Instruction A:
Extract verbatim from the ocean-model overview the passage that begins at the words "Simulated ventilation rates" and stops after the words "in non-GM runs.".

Overview
A key WOCE goal is to develop ocean models for climate research. These models
should be able to represent the largest-scale overturn and renewal of water-masses in
the global ocean. We examine whether coarse resolution ocean models - such as those
used in climate change studies - can reproduce the ventilation time-scales of ocean
overturn. A number of experiments are examined spanning a range of mixing schemes
(Cartesian, isopycnal, and Gent and McWilliams (1990, GM), as well as combinations
thereof), with a variety of diffusion coefficients. The GM runs include a standard case
without background horizontal diffusion, another in which horizontal diffusion is
maintained, and a third wherein the isopycnal tracer diffusion is set equal to the
isopycnal thickness diffusivity. In the final GM case, the isopycnal thickness diffusivity
is halved. Of particular interest is the role of the tracer mixing schemes in determining
ventilation processes such as mixed layer formation, deep water renewal and abyssal
flow regimes. We employ CFCs, radiocarbon, and idealized tracers to monitor overturning
rates in each model experiment.
Simulated ventilation rates vary greatly between the three mixing schemes. Isopycnal
mixing runs exhibit the most rapid water mass renewal due to strong diffusion effects
and excessive surface convective overturn, particularly in the Southern Ocean. In
contrast, all GM cases show gradual renewal of deep and bottom waters, with limited
vertical convection of surface waters and slower abyssal currents. Background horizontal
diffusion does not significantly alter interior ocean ventilation rates under GM,
whereas it results in spurious diapycnal fluxes in non-GM runs.
Comparison has made between the model simulations of CFCs and radiocarbon with
WOCE measurements in the ocean. All model runs exhibit only gradual and shallow
water-mass renewal in the North Atlantic Ocean, with little NADW outflow below
2000-m. Deepening critical sills in the region does not alleviate this problem. Adjusted
surface thermohaline forcing can enhance outflow rates of NADW, though at the
expense of requiring artificially high surface heat and/or freshwater fluxes. In the
Pacific and Indian Oceans, Cartesian and isopycnal mixing runs are ventilated too
rapidly due to strong convection and water-mass contribution from the Southern Ocean.

Recorded information:
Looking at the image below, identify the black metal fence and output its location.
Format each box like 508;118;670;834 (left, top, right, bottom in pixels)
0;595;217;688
---
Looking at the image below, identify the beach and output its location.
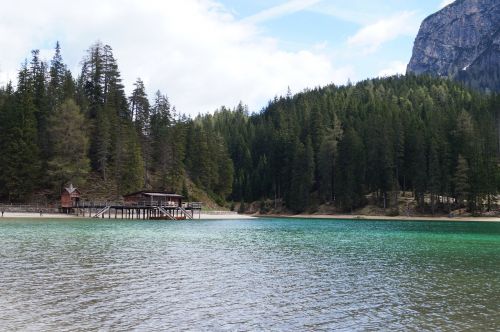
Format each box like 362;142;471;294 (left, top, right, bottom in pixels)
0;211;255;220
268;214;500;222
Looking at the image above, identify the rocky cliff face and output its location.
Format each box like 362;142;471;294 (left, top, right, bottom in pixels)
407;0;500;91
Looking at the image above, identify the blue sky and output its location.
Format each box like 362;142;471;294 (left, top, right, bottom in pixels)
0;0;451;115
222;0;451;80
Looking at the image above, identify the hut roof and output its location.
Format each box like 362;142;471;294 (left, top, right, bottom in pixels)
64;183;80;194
* * *
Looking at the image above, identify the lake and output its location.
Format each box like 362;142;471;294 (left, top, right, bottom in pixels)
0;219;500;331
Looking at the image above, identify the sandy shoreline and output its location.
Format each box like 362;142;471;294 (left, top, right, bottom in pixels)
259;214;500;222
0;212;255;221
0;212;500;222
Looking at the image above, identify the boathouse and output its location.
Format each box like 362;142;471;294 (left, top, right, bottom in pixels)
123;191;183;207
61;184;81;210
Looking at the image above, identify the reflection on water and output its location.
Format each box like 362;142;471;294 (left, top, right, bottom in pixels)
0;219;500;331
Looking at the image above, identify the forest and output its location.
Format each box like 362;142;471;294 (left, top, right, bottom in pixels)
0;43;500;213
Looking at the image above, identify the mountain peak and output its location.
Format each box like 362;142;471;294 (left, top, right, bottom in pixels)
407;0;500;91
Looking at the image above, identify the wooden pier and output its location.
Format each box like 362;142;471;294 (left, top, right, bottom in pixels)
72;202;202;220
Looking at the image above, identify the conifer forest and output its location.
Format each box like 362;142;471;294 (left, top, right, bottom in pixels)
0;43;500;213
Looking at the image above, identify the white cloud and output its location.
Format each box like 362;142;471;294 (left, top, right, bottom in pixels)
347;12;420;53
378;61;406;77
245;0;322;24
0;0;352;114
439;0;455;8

Instruction B:
Convert the listing lines from the one containing "Looking at the image below, identify the black" through the one containing "0;595;217;688", both included, into a Markdown table with the columns Row and Line. Skip blank lines and include nothing else.

Expected answer A:
Simulated ventilation rates vary greatly between the three mixing schemes. Isopycnal
mixing runs exhibit the most rapid water mass renewal due to strong diffusion effects
and excessive surface convective overturn, particularly in the Southern Ocean. In
contrast, all GM cases show gradual renewal of deep and bottom waters, with limited
vertical convection of surface waters and slower abyssal currents. Background horizontal
diffusion does not significantly alter interior ocean ventilation rates under GM,
whereas it results in spurious diapycnal fluxes in non-GM runs.

Expected answer B:
| Row | Line |
|---|---|
| 1 | Looking at the image below, identify the black metal fence and output its location. |
| 2 | Format each box like 508;118;670;834 (left, top, right, bottom in pixels) |
| 3 | 0;595;217;688 |